# Document excerpt:
# Draining diesel tank



## regnarts (Jul 11, 2011)

I am about to P\ex my motorhome, Fiat Ducato which has a full tank of diesel, any tips on how to drain tank so I can use fuel in new motorhome


----------



## Tony Lee (Jul 11, 2011)

regnarts said:


> I am about to P\ex my motorhome, Fiat Ducato which has a full tank of diesel, any tips on how to drain tank so I can use fuel in new motorhome



Length of clear plastic tube and a careful suck has always worked for me in the past


----------



## regnarts (Jul 11, 2011)

Thanks Tony, This was my intended way and will attempt the syphon method tomorrow but I think the tank will be too far from the filler cap and threading a tube may prove difficult


----------



## caspar (Jul 12, 2011)

One of the cheap syphon pumps - vary in price from around a fiver upwards depending how sophisticated you want to go. Any decent motor factors has them.


----------



## Tony Lee (Jul 12, 2011)

Some filler tubes do have an antitheft device part way down but I've found if you can use say a 10mm tube it will get past it. Just keep turning and pushing (and maybe cut the end of the tube on a slant) and it will get down eventually.


----------



## regnarts (Jul 12, 2011)

No joy, with a meter of tube inside it was hitting something and I was just blowing air.
Ah well looks like the trader wins here.


----------



## Tbear (Jul 12, 2011)

Regnarts,

Try putting some stiff wire down the tube. Let about an inch stick out of the end and give it a bit of a curve. Make sure the end is not sharp and try again.

Richard


----------



## oldish hippy (Jul 12, 2011)

try finding fuel filter and remove it and use  priming pump to pump it through


----------



## donkey too (Jul 12, 2011)

When mine was drained last year they hammered a hole in the side of it underneath.:mad2: Just hopen they put it straight into there Beamer or similar car as it was near enough 100% rape seed oil.:lol-061::lol-061::lol-061:


----------

[Records from a data collection]
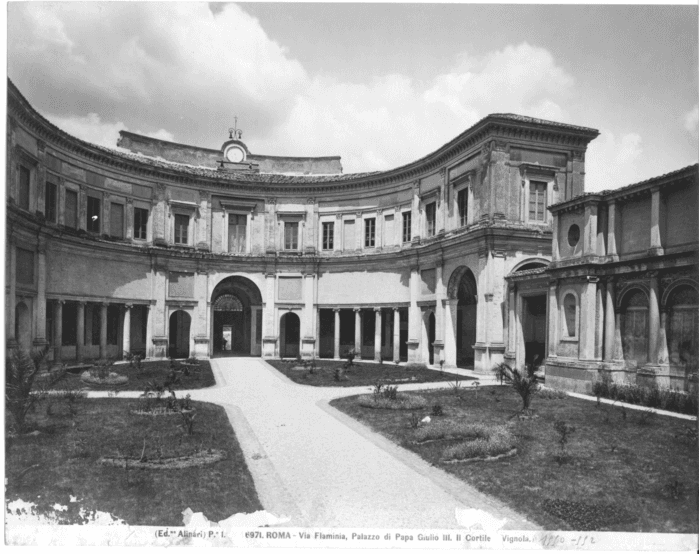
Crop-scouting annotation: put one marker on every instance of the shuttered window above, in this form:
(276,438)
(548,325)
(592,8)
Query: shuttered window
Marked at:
(237,233)
(537,201)
(116,220)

# Parts of the exercise:
1 - List the usernames of everyone who posted in the forum thread on draining a diesel tank, each name once.
2 - Answer these questions about the forum thread on draining a diesel tank.
(a) What make and model of motorhome does the opening post name?
(b) What tube size does Tony Lee say will get past an antitheft device in a filler tube?
(c) How much tube did regnarts have inside when the attempt failed?

# Replies:
1 -
regnarts
Tony Lee
caspar
Tbear
oldish hippy
donkey too

2 -
(a) A Fiat Ducato.
(b) A 10mm tube.
(c) A meter of tube.